> _OBJECTIVE_: Please put the lines below into a JSON list of strings, with one string for each line and any blank lines omitted.

(Rows of box annotation data)
** START **

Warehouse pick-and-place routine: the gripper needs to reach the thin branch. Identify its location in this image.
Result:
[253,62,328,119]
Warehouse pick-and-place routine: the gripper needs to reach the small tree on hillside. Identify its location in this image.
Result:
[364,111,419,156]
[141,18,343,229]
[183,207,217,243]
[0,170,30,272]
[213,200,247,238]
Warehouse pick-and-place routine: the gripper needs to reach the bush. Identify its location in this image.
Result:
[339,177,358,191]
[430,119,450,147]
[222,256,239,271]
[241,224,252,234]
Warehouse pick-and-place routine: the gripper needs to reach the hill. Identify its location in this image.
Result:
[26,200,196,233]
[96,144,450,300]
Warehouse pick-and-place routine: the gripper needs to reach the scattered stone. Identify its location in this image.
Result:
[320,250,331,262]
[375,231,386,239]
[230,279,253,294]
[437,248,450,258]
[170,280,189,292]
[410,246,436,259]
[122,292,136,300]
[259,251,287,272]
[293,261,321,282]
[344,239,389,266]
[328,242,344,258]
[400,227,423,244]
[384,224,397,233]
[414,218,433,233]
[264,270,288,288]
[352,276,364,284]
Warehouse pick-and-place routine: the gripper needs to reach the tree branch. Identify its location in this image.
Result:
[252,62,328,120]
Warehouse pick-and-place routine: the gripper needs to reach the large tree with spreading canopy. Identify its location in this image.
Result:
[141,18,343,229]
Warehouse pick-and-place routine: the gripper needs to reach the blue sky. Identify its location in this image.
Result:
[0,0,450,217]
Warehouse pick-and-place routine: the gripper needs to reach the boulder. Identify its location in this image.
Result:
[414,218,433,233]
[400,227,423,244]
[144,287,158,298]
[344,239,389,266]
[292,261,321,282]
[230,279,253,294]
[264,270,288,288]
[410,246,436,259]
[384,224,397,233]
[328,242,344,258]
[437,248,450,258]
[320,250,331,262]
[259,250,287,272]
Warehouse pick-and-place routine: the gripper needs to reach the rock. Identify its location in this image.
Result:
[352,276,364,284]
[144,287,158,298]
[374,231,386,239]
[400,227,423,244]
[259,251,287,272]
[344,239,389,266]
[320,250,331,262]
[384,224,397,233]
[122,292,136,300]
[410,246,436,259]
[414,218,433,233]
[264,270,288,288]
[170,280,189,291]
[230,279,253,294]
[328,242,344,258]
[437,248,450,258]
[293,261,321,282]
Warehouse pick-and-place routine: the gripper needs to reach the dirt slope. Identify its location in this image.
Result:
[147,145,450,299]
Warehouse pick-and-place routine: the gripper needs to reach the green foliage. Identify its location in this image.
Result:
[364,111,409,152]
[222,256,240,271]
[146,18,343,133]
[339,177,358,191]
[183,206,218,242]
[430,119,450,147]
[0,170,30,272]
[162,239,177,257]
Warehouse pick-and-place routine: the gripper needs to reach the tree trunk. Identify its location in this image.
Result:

** END **

> _REPLY TO THE EXERCISE_:
[
  "Warehouse pick-and-place routine: the gripper needs to reach the thin branch. Identify its location in this image.",
  "Result:",
  "[253,62,328,119]",
  "Warehouse pick-and-place routine: the gripper needs to reach the small tree on hillside. Identify its location in this image.",
  "Result:",
  "[364,111,419,156]",
  "[141,18,343,229]",
  "[183,207,217,243]",
  "[0,170,30,272]",
  "[213,200,247,238]",
  "Warehouse pick-and-place routine: the gripper needs to reach the bush. Identify its location in this image.",
  "Result:",
  "[339,177,358,191]",
  "[430,119,450,147]",
  "[222,256,239,271]",
  "[241,224,252,234]",
  "Warehouse pick-and-place routine: the gripper needs to reach the hill. Identify its location in this image.",
  "Result:",
  "[26,200,196,233]",
  "[96,144,450,300]",
  "Warehouse pick-and-place routine: the gripper needs to reach the scattered stone. Identify its location in this image.",
  "Result:",
  "[320,250,331,262]",
  "[375,231,386,239]",
  "[230,279,253,294]",
  "[437,248,450,258]",
  "[170,280,189,292]",
  "[410,246,436,259]",
  "[122,292,136,300]",
  "[259,251,287,272]",
  "[293,261,321,282]",
  "[344,239,389,266]",
  "[328,242,344,258]",
  "[400,227,423,244]",
  "[384,224,397,233]",
  "[414,218,433,233]",
  "[264,270,288,288]",
  "[352,276,364,284]",
  "Warehouse pick-and-place routine: the gripper needs to reach the tree branch. Identify its location in this image.",
  "Result:",
  "[252,62,328,120]",
  "Warehouse pick-and-place routine: the gripper needs to reach the large tree with spreading canopy. Identify its location in this image.",
  "Result:",
  "[141,18,343,229]",
  "Warehouse pick-and-place routine: the gripper needs to reach the blue sky. Identify its location in this image.",
  "Result:",
  "[0,0,450,217]",
  "Warehouse pick-and-place routine: the gripper needs to reach the boulder. Identify its location in this image.",
  "Result:",
  "[414,218,433,233]",
  "[400,227,423,244]",
  "[144,287,158,298]",
  "[344,239,389,266]",
  "[292,261,321,282]",
  "[230,279,253,294]",
  "[264,270,288,288]",
  "[410,246,436,259]",
  "[384,224,397,233]",
  "[328,242,344,258]",
  "[437,248,450,258]",
  "[320,250,331,262]",
  "[259,250,287,272]",
  "Warehouse pick-and-place routine: the gripper needs to reach the rock. Identify its location in this image.",
  "Result:",
  "[352,276,364,284]",
  "[144,287,158,298]",
  "[374,231,386,239]",
  "[400,227,423,244]",
  "[259,251,287,272]",
  "[344,239,389,266]",
  "[320,250,331,262]",
  "[384,224,397,233]",
  "[122,292,136,300]",
  "[410,246,436,259]",
  "[414,218,433,233]",
  "[264,270,288,288]",
  "[170,280,189,291]",
  "[230,279,253,294]",
  "[328,242,344,258]",
  "[437,248,450,258]",
  "[293,261,321,282]",
  "Warehouse pick-and-place routine: the gripper needs to reach the dirt slope. Identify its location in this image.",
  "Result:",
  "[147,145,450,299]",
  "Warehouse pick-and-place routine: the gripper needs to reach the green foliage. Identify its location in this image.",
  "Result:",
  "[364,111,409,152]",
  "[222,256,240,271]",
  "[146,18,343,133]",
  "[339,177,358,191]",
  "[183,206,218,242]",
  "[430,119,450,147]",
  "[0,170,30,272]",
  "[162,239,177,257]",
  "Warehouse pick-and-place routine: the gripper needs to reach the tree trunk. Identify its location in this image.",
  "Result:"
]